● **Available records**
────────────────────────────────────────
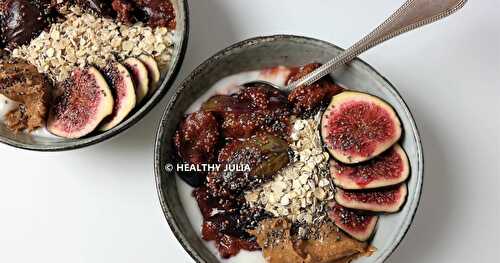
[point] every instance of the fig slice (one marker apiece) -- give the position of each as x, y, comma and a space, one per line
389, 168
357, 126
122, 87
140, 77
84, 100
387, 200
358, 224
153, 71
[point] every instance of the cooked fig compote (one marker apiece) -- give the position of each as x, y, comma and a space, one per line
273, 176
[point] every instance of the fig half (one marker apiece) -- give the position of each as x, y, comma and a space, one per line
123, 89
84, 101
153, 71
139, 74
358, 224
387, 200
357, 127
389, 168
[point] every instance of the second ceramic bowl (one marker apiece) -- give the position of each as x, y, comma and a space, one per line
179, 207
43, 143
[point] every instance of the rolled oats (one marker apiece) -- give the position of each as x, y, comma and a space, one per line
83, 39
301, 190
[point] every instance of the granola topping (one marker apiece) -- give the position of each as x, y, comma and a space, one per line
83, 39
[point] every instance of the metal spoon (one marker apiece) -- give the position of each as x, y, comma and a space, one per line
411, 15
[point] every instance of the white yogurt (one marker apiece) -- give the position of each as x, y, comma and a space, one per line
226, 86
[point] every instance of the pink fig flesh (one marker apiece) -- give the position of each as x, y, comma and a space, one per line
140, 77
357, 126
358, 224
389, 168
387, 200
122, 87
153, 72
84, 101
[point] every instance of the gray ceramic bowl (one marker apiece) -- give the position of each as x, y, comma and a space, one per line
264, 52
39, 143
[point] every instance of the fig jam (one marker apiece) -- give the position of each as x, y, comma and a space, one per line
225, 221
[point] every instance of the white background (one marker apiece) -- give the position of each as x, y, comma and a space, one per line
99, 204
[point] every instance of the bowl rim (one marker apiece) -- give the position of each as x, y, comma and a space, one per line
160, 92
166, 207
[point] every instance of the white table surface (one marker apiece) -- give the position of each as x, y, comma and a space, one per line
99, 204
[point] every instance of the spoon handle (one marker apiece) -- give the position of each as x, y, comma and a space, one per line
411, 15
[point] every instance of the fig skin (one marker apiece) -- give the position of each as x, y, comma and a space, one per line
389, 168
348, 133
122, 86
388, 200
139, 74
358, 224
153, 72
85, 100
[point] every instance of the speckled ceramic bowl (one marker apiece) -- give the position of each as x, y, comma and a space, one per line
258, 53
43, 143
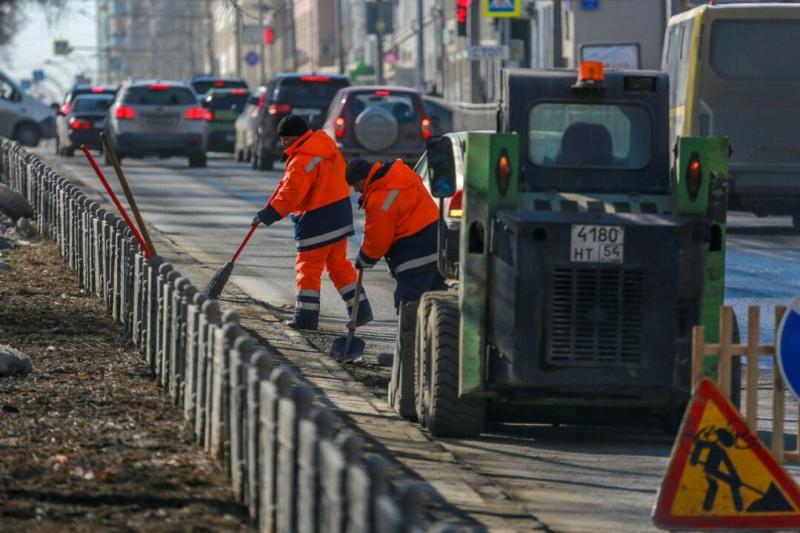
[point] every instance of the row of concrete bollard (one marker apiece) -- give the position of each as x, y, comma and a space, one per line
284, 457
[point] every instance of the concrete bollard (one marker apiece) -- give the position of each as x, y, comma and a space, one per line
243, 349
278, 385
290, 412
219, 415
257, 371
210, 319
310, 433
193, 310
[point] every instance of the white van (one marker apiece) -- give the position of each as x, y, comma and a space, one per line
23, 117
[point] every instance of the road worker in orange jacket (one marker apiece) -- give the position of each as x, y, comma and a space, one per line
314, 191
401, 225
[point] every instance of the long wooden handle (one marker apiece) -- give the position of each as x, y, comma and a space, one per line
116, 201
112, 155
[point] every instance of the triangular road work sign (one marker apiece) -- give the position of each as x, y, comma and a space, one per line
721, 476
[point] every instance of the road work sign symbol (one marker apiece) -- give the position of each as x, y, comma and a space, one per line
721, 476
787, 346
501, 8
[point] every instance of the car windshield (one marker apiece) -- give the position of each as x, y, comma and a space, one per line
316, 91
756, 49
228, 102
88, 104
162, 95
400, 105
202, 87
589, 135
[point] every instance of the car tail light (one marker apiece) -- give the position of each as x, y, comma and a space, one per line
694, 175
426, 128
455, 205
78, 124
124, 112
274, 109
339, 129
197, 113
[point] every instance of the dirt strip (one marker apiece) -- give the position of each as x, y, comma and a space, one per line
88, 442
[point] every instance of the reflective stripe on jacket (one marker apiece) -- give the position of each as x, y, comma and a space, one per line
401, 219
314, 191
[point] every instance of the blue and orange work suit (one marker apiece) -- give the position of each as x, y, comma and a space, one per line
314, 191
401, 225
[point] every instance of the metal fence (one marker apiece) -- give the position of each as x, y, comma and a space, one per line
284, 458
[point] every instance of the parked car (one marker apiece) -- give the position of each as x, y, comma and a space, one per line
223, 107
202, 84
157, 118
306, 95
246, 125
83, 124
23, 117
379, 123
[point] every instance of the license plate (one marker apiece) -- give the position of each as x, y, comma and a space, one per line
597, 244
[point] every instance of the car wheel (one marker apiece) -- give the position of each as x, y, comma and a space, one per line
27, 135
198, 160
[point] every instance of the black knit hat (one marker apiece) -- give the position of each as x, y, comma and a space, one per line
357, 170
292, 126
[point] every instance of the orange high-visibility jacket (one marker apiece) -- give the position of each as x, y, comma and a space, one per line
315, 191
401, 218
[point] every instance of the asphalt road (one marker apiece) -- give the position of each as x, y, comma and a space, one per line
570, 478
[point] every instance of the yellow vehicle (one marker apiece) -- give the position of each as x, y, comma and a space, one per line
734, 71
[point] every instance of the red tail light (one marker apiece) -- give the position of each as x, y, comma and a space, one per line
455, 205
339, 129
694, 175
274, 109
426, 128
79, 124
197, 113
124, 112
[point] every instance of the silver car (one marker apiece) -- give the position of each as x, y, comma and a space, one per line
155, 118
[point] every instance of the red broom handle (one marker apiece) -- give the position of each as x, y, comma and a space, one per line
121, 209
253, 228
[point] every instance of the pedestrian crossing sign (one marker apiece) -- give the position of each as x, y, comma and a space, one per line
720, 474
501, 8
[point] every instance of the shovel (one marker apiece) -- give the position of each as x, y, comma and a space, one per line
350, 348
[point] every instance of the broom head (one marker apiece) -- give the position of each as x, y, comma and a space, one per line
219, 280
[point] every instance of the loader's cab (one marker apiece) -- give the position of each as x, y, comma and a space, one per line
584, 259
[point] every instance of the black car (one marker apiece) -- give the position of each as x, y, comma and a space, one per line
306, 95
202, 84
83, 124
69, 98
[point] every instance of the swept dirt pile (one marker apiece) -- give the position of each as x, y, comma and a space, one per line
88, 442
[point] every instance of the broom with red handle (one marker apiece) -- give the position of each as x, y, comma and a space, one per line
222, 276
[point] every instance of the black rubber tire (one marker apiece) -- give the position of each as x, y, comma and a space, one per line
27, 134
198, 160
444, 413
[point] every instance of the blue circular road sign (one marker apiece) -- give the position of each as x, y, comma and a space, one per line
251, 58
787, 347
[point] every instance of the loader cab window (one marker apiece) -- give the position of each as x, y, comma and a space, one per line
572, 135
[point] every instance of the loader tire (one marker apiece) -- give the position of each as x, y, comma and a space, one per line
444, 413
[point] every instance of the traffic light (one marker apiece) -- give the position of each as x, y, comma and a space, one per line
461, 17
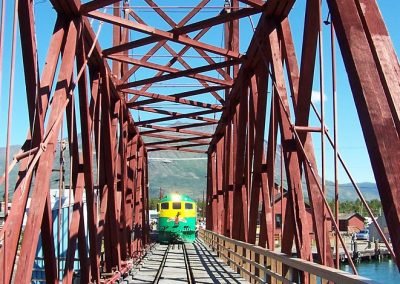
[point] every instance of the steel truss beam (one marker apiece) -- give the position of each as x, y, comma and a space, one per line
241, 172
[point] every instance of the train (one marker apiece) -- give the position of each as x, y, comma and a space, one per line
177, 219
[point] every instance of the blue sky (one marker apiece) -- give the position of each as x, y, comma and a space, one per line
351, 142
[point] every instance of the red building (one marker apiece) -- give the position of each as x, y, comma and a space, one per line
352, 222
279, 212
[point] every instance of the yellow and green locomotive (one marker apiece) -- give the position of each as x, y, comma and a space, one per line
177, 219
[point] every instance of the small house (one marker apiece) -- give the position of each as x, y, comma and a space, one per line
351, 222
373, 231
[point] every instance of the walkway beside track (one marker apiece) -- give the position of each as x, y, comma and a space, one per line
167, 265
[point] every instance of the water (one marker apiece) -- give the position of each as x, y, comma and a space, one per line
384, 271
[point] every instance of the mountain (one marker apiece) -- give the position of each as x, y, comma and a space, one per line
183, 172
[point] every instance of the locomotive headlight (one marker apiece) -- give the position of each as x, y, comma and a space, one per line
176, 197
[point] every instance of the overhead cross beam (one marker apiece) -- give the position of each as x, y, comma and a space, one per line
174, 73
175, 115
167, 98
95, 4
180, 129
153, 31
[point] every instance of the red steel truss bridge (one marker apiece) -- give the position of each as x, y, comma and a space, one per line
122, 79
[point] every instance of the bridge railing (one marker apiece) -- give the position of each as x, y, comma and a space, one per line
260, 265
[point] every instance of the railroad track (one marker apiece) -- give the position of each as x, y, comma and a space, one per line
162, 265
189, 272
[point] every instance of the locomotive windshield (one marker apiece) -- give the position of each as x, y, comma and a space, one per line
176, 205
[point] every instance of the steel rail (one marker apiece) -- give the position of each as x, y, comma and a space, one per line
162, 265
189, 272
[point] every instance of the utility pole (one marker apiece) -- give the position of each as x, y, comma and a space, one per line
202, 209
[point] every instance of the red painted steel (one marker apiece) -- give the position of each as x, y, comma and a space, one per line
242, 180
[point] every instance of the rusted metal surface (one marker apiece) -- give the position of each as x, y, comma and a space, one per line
248, 95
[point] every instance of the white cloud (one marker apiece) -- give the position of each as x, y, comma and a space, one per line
316, 96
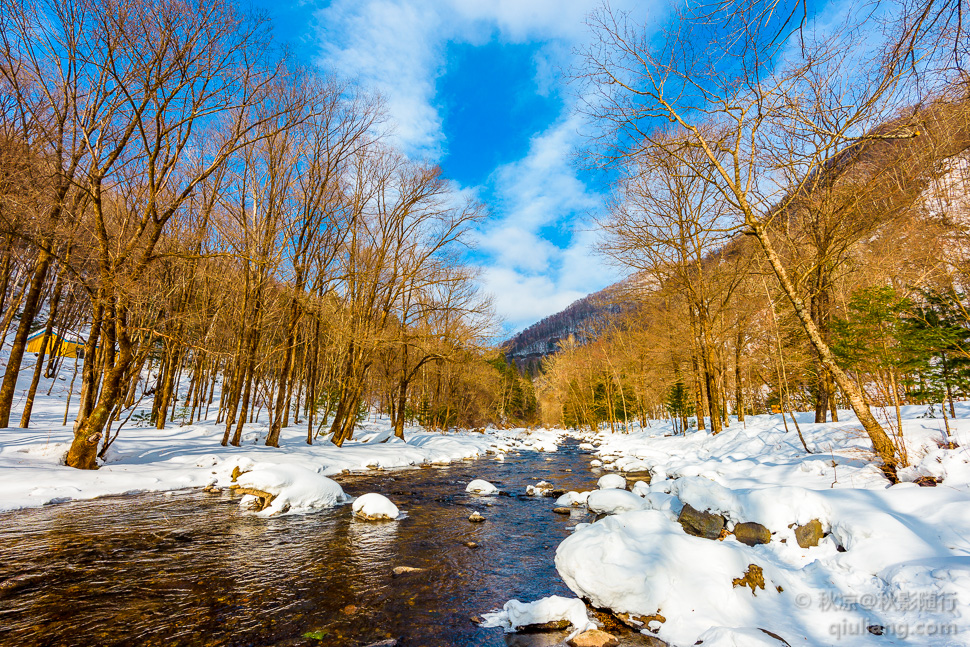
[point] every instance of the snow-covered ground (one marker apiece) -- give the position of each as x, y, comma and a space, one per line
892, 569
32, 470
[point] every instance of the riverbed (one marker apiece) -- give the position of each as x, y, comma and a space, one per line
189, 568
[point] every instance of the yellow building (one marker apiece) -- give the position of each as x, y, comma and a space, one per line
70, 346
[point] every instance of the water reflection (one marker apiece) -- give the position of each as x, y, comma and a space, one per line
190, 569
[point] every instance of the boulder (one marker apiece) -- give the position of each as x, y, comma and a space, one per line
753, 577
593, 638
700, 524
751, 533
809, 534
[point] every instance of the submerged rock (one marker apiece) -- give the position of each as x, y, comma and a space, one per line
751, 533
375, 507
593, 638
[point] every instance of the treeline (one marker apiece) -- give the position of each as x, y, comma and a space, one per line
795, 206
206, 214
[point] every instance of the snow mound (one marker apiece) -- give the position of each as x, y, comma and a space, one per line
515, 615
642, 563
542, 488
611, 482
295, 490
573, 498
614, 501
478, 486
374, 507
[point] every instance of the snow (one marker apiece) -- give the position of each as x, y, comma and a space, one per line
542, 488
145, 459
611, 481
479, 486
613, 501
573, 498
893, 556
297, 490
375, 506
515, 615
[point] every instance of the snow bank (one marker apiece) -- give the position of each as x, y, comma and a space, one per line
891, 568
374, 507
611, 481
295, 490
613, 501
516, 615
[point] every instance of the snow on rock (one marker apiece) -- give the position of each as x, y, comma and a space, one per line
611, 481
479, 486
516, 615
294, 489
573, 499
375, 507
642, 563
542, 488
893, 557
614, 501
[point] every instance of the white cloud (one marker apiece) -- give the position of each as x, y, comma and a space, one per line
398, 47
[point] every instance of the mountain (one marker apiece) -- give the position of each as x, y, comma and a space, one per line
578, 319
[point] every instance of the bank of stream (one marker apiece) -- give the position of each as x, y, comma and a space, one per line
189, 568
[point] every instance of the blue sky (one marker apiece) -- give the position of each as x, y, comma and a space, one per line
476, 86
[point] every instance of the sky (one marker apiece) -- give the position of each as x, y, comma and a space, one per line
477, 86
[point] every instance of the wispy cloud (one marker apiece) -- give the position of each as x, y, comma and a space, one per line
398, 47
────────────────────────────────────────
● **Work to do**
Make an exact copy of every line from the one with "[point] every instance of the water reflection" to the end of the data, with the first and last of those lines included.

● **Solution below**
[point] every instance of the water reflection (one marker apiece) -- give the position of each as x, y, comma and a space, one per line
190, 569
[point] every instance of the boulder (one marker apiece) -- give the position of each as x, y, comma and a space, one per line
753, 577
593, 638
700, 524
751, 533
809, 534
[point] every instance of the submerged rock (one marker apiece) -- give the position of each as x, y, comma and a space, one per line
751, 533
375, 507
593, 638
[point] every instance of the treeline (one marker apiece) -- give the position of each as x, y, comma and a space, one per line
795, 206
206, 214
[point] every instance of the snow mound (one marker apiece) -- give the position of each as x, y, comma and a space, one per line
515, 615
642, 563
542, 488
611, 482
295, 490
573, 498
614, 501
478, 486
374, 507
[point] every instance of the snow (one marker apiece) -- give the position of each as x, y, comma and a space, one per line
542, 488
145, 459
611, 481
479, 486
613, 501
573, 498
893, 556
297, 490
375, 506
515, 615
[point] every instance of the snow bank (one marker apiece) -- give the position of each as x, y, comma and a space, one per line
891, 568
374, 507
611, 481
295, 490
613, 501
516, 615
[point] every instance of the snow on rock (one marker apiece) -- give the position of each as x, y, comma and a space, one per line
611, 481
479, 486
516, 615
294, 489
573, 499
375, 507
642, 563
542, 488
893, 557
614, 501
[point] every instance of the white cloud (one marker apiece) -- give the position of each as x, y, comma and a space, one per line
398, 47
[point] every instance of the mountain (one marker apiece) -- give the position of each as x, y, comma and a space, one per line
578, 319
[point] every instance of the bank of stream (one marker apiece) -- give the position of each as x, y, comma and a space, one per line
189, 568
[point] every instance of the blue sky (one marker apiece) -- give the position of each as x, y, comma and a space, one per line
476, 86
[point] every instance of the sky (one marker apiece) -- give the position of each as x, y, comma and a space, one per line
477, 86
[point] every instance of the wispy cloud (one marker apiece) -- give the position of each as x, y, comma and a space, one per line
398, 47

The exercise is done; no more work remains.